■ **Assignment**: Update the text on the genetics of obesity from "Studies of single" through "being somewhat fruitful.", substituting "animal models" for "rodent models".

--- Text for analysis Enclosed Below ---

Studies of single gene disorders that exhibit the features of obesity have been a useful model to get the first insights into the genetics of the trait, with initial studies being carried out in rodent models being somewhat fruitful.

The ob/ob mutant mouse strain was described as early as the 1950s,^28,29 exhibiting excess adipose tissue along with impaired reproductive behavior³⁰ and weighing approximately three times more than normal mice by maturity; however, the ob mutation remained elusive for many years; but in 1994 positional cloning was used to identify and characterize the gene.³¹ A 16-kDa secreted protein product is encoded by the leptin gene, derived from the Greek root leptos, meaning thin.³² Interestingly, in another strain of severely obese mice, db/db, a mutation in the leptin receptor gene was identified.³³

Leptin is primarily expressed and secreted by adipocytes, while its receptor is primarily expressed in the hypothalamus³³ and plays a major role in the regulation of food intake, energy balance, and body weight in both rodents and humans. In addition, it has been shown in humans that serum leptin concentrations are positively correlated with obesity-related traits.³⁴ After the identification of the leptin gene (lep) in mice, leptin mutations were also found in human patients, including a homozygous reading frame shift, a series of missense mutations and a number of polymorphisms that were associated with obesity.^35–37

In addition, homozygotes for a mutation in the human leptin receptor gene resulting in the skipping exon16, which produces a truncated protein lacking both the transmembrane and the intracellular domains, show impaired growth hormone secretion, early-onset morbid obesity, and failure of pubertal development.³⁸ Furthermore, common leptin receptor polymorphisms have been shown to be associated with obesity in Caucasians.³⁹

Proopiomelanocortin (POMC) is produced by the hypothalamus and plays a role in feeding behavior, with POMC expression being positively regulated by leptin.⁴⁰ A frame shift mutation in the POMC gene has been reported to cause loss of function, resulting in early-onset obesity, adrenal insufficiency, and red hair pigmentation,⁴¹ while other mutations in POMC associated with severe and early onset obesity have been described in two unrelated German individuals.⁴² In addition, a R236G mutation in POMC disrupts proteolytic cleavage sites between the POMC-encoded β-MSH and β-endorphin peptides, and produces an aberrant fusion protein with lower binding affinity to the melanocortin-4 receptor(MC4R),⁴³ a seven-transmembrane G-protein-linked receptor expressed in the hypothalamus.

--- End of Enclosed Text for analysis ---
--- Provided data Enclosed Below ---

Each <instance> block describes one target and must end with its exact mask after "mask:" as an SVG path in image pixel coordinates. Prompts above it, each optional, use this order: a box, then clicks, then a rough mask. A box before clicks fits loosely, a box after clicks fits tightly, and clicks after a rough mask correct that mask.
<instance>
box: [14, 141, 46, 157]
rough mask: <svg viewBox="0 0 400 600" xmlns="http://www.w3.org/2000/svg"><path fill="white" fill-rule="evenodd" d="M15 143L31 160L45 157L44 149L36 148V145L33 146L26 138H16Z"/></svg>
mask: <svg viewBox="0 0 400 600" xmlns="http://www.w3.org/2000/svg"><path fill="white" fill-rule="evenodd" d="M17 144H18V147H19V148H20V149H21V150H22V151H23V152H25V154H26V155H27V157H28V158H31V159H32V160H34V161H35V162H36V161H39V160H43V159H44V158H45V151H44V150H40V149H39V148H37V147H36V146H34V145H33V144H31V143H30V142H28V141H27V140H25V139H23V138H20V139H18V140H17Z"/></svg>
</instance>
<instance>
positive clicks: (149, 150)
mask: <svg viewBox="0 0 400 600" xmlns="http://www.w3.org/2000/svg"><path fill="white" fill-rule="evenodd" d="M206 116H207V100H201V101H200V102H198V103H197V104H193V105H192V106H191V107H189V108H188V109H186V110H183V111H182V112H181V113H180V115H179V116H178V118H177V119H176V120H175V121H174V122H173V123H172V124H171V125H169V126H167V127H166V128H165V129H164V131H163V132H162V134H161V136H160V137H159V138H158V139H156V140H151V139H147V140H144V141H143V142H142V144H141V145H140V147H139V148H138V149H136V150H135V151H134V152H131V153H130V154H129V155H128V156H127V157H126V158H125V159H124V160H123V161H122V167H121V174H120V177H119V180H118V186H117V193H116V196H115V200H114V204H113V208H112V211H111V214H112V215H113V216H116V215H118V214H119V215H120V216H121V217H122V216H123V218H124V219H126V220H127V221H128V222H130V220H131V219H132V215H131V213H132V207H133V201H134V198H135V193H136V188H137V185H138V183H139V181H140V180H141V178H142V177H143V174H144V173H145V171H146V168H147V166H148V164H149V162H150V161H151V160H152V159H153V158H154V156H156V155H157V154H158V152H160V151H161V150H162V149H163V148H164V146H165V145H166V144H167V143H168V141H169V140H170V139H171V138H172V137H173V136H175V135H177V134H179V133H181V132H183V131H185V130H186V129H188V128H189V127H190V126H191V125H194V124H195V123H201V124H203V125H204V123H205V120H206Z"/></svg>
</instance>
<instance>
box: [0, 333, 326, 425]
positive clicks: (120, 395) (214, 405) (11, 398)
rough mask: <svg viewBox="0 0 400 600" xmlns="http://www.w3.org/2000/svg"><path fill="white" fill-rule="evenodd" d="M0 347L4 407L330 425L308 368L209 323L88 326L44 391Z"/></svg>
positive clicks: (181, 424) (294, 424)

--- End of Enclosed Provided data ---

■ **Solution to the exercise**:
Studies of single gene disorders that exhibit the features of obesity have been a useful model to get the first insights into the genetics of the trait, with initial studies being carried out in animal models being somewhat fruitful.